WHAT YOU SHOULD DO:
Reproduce the passage of the post about Peter McDougall's plays that runs between "Welsh's brilliance makes" and "it straight away.", inclusive.

SOURCE EXTRACT:
▼

Saturday, 25 July 2009

Peter McDougall

Irvine Welsh's Trainspotting blew me away. Mand drank in the same Leith boozer as his uncle (Gillis's - cheap beer, dugs, pipes, bunnets, slippers, local civil servants, women in pinnies and sadly long gone) so we got a sneaky wee preview and thought we'd just discovered Embra's own Dead Sea scrolls. Turns out Trainspotting's much more interesting than those scraps of old papyrus and we were chuffed to bits that it went down so well when the people got to read it.

Welsh's brilliance makes it easy to overlook some of the other great modern writers who've plied that trade in their own version of the Scots tongue. James Kelman's a favourite and Peter McDougall's another. I'd almost forgotten Peter McDougall's tv plays of the 70's and was reminded purely by (target marketing) chance when an on line shopping site sugggested i'd mibby dig The Peter McDougall Collection. They were right, the bastards and i bought it straight away.

As a family, among other groovy stuff we went to the pictures a coupla times a month (Corstophine Astoria), hit the panto every year (Kings, Toll X) and watched a fair amount of telly (mainly snooker, films, fitba and Play for Today). Maybe cos McDougall and my dad both come from Greenock and worked for a while in the shipyards, PM's were the plays of the day that really got us going. 3 of these - Just Another Saturday, Elephant's Graveyard and Just A Boy's Game - feature in The Collection along with Down Among The Big Boys and a wee documentary about McDougall and his work.

Just Another Saturday stars Jon Morrison as the 15 year old mace twirler for a flute band on the day of a big Orange parade in Glasgow. The parade's a familiar (though pleasingly rarer) sight for any who've lived through a Scottish central belt summer. The Lodge's early co-operation with shooting contribute to the almost documenatry feel of much of the play. Twould appear that, as production proceeded, the Grand Order sussed McDougall's play wasnae gonna be shoogely sympathetic to their cause. They withdrew support and filming of later march scenes was done in Leith and Newhaven. Billy Connolly pops up late on in the play, looking and acting like he did in his Welly Boot Song days. There's also a great wee performance as Morrison's maw from Eileen McCallum. As well as being a good chum from high school's actual maw, she's a splendid actor and really sparkles in this role.

Morrison and Connolly team up again in Elephant's Graveyard. This one's a barry 2 hander about a coupla guys hiding out for the day from their wives and lives in the hills up the back of Greenock. It's easy on the peepers and gently paced yet the dialogue's fast, furious and often hilarious. It's a wee shorty of less than an hour and seemed almost trifling when i watched it a coupla night ago, but of them all, this is the one i've thought most of since.

Just Another Saturday is the one i remembered best from my youth. It features Ken Hutchison, Gregor Fisher and Frankie Miller (all pictured above) and contains my fave and most repeated tv line ever viz. - "McCafferty, yer tea's oot!" This play's an utter cracker. It's scary, funny (fuckin funny), tragic, heart warming, angry and bitter. The cast's outstanding and also includes Hector Nicol and briefly, oh so briefly, a superbly comical Eileen McCallum, again as an exasperated mother.

▲

Pointing and labeling entries
▼

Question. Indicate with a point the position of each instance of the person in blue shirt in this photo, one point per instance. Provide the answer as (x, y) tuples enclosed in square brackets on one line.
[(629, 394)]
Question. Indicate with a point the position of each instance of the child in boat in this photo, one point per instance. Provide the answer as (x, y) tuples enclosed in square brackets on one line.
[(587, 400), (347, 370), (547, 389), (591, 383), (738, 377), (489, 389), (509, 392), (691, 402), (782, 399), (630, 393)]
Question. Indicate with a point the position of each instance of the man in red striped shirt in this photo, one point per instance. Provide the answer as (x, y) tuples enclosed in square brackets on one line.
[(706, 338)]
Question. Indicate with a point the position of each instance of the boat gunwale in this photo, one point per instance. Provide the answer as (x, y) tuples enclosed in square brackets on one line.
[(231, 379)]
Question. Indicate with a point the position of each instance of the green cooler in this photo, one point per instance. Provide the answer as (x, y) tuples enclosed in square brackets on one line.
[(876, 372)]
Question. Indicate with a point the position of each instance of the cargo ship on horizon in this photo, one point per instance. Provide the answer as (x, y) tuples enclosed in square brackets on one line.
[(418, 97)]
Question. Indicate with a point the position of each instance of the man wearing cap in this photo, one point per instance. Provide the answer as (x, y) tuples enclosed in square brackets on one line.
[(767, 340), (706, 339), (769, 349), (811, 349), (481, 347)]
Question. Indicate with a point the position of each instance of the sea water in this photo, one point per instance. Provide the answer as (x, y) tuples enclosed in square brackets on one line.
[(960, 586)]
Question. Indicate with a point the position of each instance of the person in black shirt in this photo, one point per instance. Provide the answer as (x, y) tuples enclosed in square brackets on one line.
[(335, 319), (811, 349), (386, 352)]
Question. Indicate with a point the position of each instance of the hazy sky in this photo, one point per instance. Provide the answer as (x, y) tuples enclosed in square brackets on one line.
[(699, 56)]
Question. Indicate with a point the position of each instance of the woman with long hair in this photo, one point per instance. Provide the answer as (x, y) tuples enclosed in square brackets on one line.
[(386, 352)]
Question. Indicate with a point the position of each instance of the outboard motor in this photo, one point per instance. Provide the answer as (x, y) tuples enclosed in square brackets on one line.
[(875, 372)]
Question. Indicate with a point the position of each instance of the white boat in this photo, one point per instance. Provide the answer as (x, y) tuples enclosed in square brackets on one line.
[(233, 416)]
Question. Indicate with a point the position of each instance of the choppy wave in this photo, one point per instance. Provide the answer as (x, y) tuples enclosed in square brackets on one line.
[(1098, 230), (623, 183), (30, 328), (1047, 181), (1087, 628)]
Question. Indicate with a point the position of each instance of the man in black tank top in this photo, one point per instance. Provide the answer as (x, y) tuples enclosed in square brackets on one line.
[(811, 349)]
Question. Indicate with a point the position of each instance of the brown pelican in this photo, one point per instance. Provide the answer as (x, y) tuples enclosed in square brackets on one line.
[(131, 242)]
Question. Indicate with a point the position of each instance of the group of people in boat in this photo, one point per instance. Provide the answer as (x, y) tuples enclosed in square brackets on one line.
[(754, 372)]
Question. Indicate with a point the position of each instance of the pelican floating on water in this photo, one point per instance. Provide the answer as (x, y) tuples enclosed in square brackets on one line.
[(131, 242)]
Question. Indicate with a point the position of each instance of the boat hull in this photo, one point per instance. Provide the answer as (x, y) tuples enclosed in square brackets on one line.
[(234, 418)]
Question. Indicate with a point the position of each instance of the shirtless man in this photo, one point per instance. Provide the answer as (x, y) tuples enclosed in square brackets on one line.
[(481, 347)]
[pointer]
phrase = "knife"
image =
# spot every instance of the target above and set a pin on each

▲

ANSWER IN FULL:
Welsh's brilliance makes it easy to overlook some of the other great modern writers who've plied that trade in their own version of the Scots tongue. James Kelman's a favourite and Peter McDougall's another. I'd almost forgotten Peter McDougall's tv plays of the 70's and was reminded purely by (target marketing) chance when an on line shopping site sugggested i'd mibby dig The Peter McDougall Collection. They were right, the bastards and i bought it straight away.